→ **Short task**:
Transcribe each line of the material below verbatim, omitting the pictures.

→ **Data for the task**:

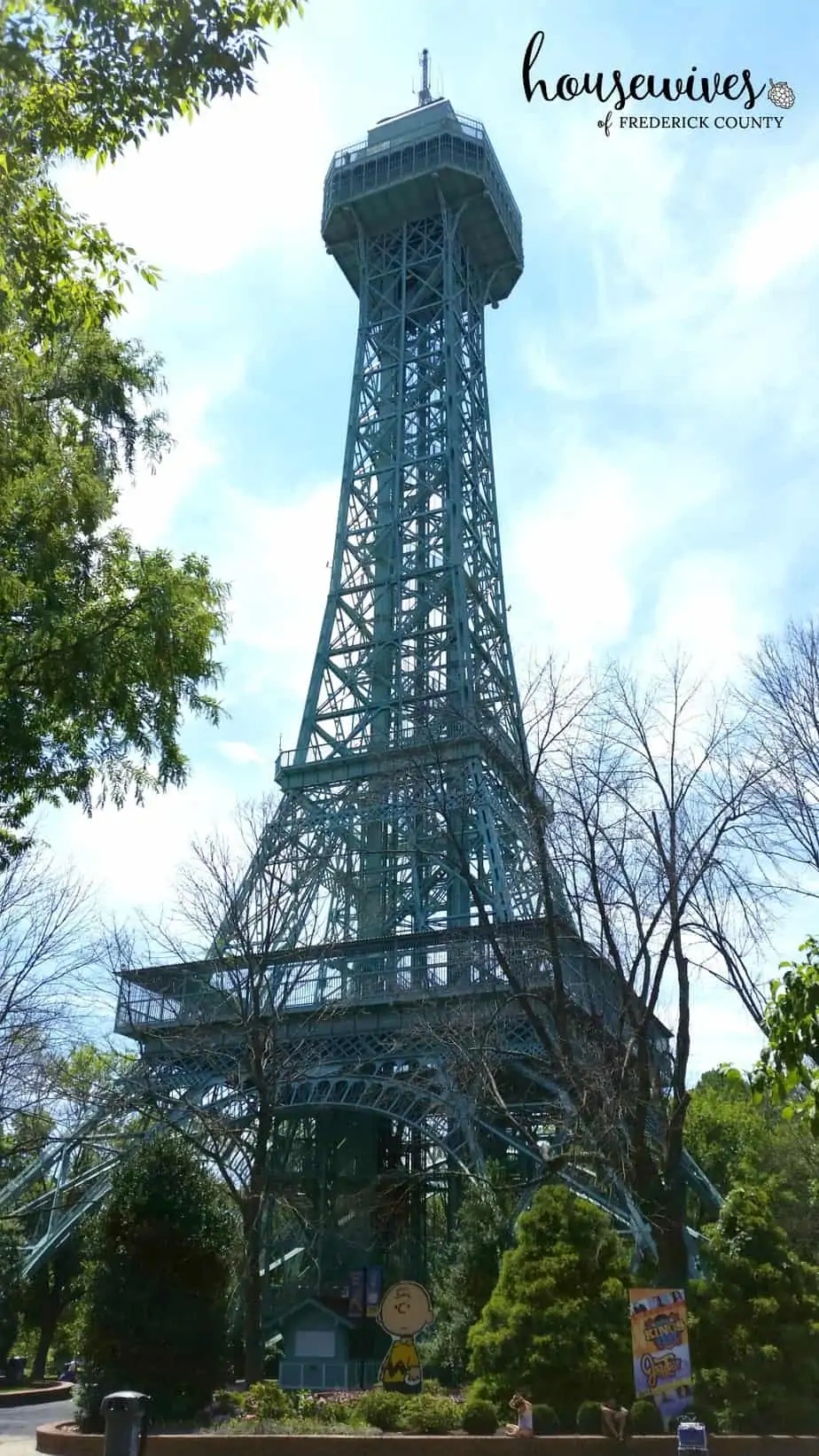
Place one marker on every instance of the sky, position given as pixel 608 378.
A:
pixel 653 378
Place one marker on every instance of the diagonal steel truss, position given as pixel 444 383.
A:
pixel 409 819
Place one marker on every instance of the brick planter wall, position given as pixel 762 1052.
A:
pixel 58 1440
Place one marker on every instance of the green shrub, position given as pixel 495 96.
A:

→ **Task answer**:
Place one marker on every instance of the sky, position given as pixel 608 378.
A:
pixel 653 378
Place one marker on every instance of the diagonal steel truss, position given as pixel 444 383.
A:
pixel 409 819
Place one marker on every instance of the brick planter wall, position given as pixel 762 1052.
A:
pixel 58 1440
Place one marker on every instance of the green shrub, position given as pixel 495 96.
A:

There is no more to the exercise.